- The most effective way to scan during daylight is through a series of short, regularly-spaced eye movements in 10 degree sectors.
- If there is no apparent relative motion between another aircraft and yours, you are probably on a collision course.
- In haze, air traffic and terrain features appear to be farther away than they actually are.
- Prior to starting any maneuvers, make clearing turns and carefully scan the area for other aircraft.
- An aircraft in distress has the right-of-way over all other aircraft.
- When two aircraft on the same category are converging, but not head-on, the aircraft to the left shall give way. If the aircraft are on a head-on collision course, both aircraft should give way to the right.
- The least maneuverable aircraft normally has the right-of-way. For example, a glider has the right-of-way over an airship and an airship has the right-of-way over a airplane.
- When two or more aircraft are approaching an airport for the purpose of landing, the right-of-way belongs to the aircraft at the lower altitude.
- The minimum safe altitude anywhere must allow an emergency landing, following an engine failure, without undue hazard to persons or property on the surface.
- Over a congested area, you are required to fly 1,000 ft. above any obstacle within a horizontal radius of 2,000 ft. of your aircraft.
- When flying over an uncongested area, you must fly at least 500 ft. above the surface. Over sparsely populated or open water areas you cannot fly within 500 ft. of any person, vessel, vehicle, or structure.
- When taxiing in strong winds, proper use of the aileron and elevator controls will help you maintain control of your airplane. For example, when taxiing in a quartering headwind, hold the aileron up on the side from which the wind is blowing. In a quartering tailwind, position the aileron down on the side from which the wind is blowing.
- Generally, the most critical wind condition when taxiing a high-wing, tricycle-gear airplane is a quartering tailwind.
- When taxiing a tailwheel airplane, you should position the ailerons the same as you do for a tricycle-gear airplane. However, you should hold the elevator control aft (elevator up) in a headwind, and hold the elevator control forward (elevator down) in a tailwind.
- The runway's magnetic direction is rounded off to the nearest 10 degrees, with the last zero omitted. For example, runways oriented approximately 90 degrees and 270 degrees magnetic are designated by the numbers 9 and 27.
- At an uncontrolled airport, you can determine landing direction by observing the wind direction indicator. The extensions on the segmented circle indicate whether a left-hand or right-hand pattern should be used for a given runway.
- On runways with a displaced threshold, the beginning portion of the landing zone is marked with a solid white line with white arrows leading up to it. Although the pavement leading up to a displaced threshold may not be used for landing, it may be available for taxiing, the landing rollout, and takeoffs.

**Given task A**
Do these statements agree with the flight-rules notes? Answer yes or no for each, quoting the deciding words. (i) In haze, air traffic and terrain look closer than they really are. (ii) When several aircraft are approaching an airport to land, the one at the lower altitude has the right-of-way. (iii) Over a congested area, you must fly 500 ft. above any obstacle.
The records have no connection to the flight-rules notes.

**Record excerpts**
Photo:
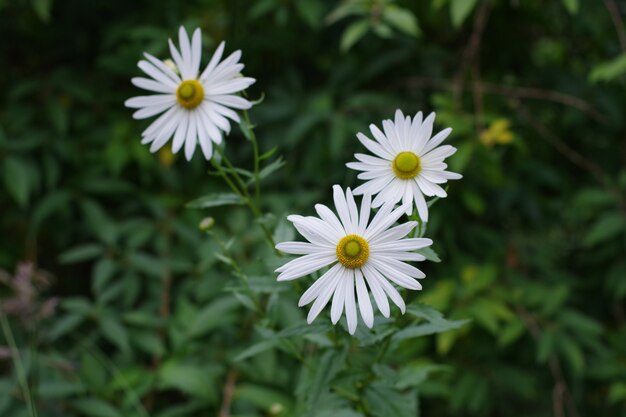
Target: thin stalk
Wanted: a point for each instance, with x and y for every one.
(19, 365)
(255, 149)
(243, 192)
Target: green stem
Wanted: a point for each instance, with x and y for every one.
(19, 366)
(255, 149)
(243, 192)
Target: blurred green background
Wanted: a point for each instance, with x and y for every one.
(120, 306)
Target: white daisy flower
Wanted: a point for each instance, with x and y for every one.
(196, 107)
(362, 254)
(408, 163)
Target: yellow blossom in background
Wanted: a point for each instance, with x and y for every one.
(166, 156)
(497, 133)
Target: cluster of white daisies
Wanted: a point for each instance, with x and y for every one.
(364, 256)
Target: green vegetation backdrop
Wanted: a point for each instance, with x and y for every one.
(114, 303)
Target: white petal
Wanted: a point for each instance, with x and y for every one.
(366, 203)
(298, 248)
(389, 264)
(377, 291)
(436, 140)
(151, 85)
(181, 132)
(191, 139)
(429, 188)
(235, 102)
(178, 60)
(373, 186)
(151, 131)
(185, 50)
(384, 223)
(340, 295)
(392, 234)
(316, 230)
(164, 68)
(365, 305)
(407, 244)
(217, 55)
(329, 217)
(153, 100)
(350, 304)
(157, 74)
(423, 134)
(342, 209)
(151, 111)
(373, 275)
(438, 154)
(324, 296)
(353, 210)
(206, 145)
(374, 147)
(420, 202)
(232, 86)
(372, 160)
(196, 51)
(319, 286)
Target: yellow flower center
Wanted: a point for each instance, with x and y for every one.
(190, 94)
(352, 251)
(406, 165)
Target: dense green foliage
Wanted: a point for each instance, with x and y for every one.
(121, 306)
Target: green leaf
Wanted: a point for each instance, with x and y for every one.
(193, 379)
(385, 401)
(218, 313)
(16, 180)
(64, 325)
(329, 365)
(268, 153)
(94, 407)
(571, 6)
(114, 331)
(607, 227)
(256, 349)
(353, 34)
(460, 10)
(401, 19)
(610, 70)
(217, 200)
(274, 166)
(436, 323)
(81, 253)
(54, 389)
(429, 253)
(262, 397)
(42, 9)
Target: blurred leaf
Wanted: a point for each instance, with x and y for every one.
(609, 70)
(460, 10)
(81, 253)
(255, 349)
(353, 33)
(113, 330)
(217, 313)
(385, 401)
(16, 179)
(42, 9)
(216, 200)
(196, 380)
(571, 6)
(94, 407)
(269, 169)
(262, 397)
(607, 227)
(401, 19)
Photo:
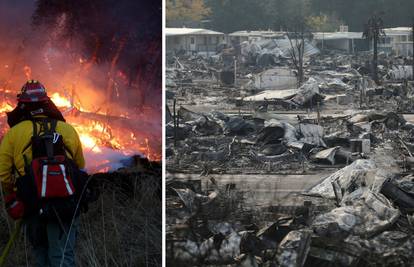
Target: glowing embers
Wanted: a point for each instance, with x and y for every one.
(95, 135)
(5, 107)
(60, 101)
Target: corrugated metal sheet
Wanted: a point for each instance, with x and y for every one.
(189, 31)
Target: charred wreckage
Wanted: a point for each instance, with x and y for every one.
(262, 171)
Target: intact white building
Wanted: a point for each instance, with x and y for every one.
(242, 36)
(398, 41)
(193, 41)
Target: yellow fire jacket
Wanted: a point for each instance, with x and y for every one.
(18, 138)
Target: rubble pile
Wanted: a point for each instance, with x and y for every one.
(338, 125)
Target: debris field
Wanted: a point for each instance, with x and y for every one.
(263, 171)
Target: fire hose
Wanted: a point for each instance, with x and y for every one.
(9, 244)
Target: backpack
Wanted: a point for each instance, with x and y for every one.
(53, 185)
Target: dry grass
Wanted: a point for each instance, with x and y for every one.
(123, 227)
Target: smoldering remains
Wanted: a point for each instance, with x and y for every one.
(263, 171)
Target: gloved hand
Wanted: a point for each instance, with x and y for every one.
(14, 207)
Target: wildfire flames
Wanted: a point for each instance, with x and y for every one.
(99, 140)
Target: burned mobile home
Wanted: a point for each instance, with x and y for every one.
(263, 170)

**Given task B**
Can you locate every line in the records that contains the word "yellow" and copy each one?

**Written solution A**
(i) No: "In haze, air traffic and terrain features appear to be farther away than they actually are."
(ii) Yes: "the right-of-way belongs to the aircraft at the lower altitude."
(iii) No: "you are required to fly 1,000 ft. above any obstacle within a horizontal radius of 2,000 ft. of your aircraft."

**Written solution B**
Target: yellow blossom in background
Target: yellow flower center
Target: yellow fire jacket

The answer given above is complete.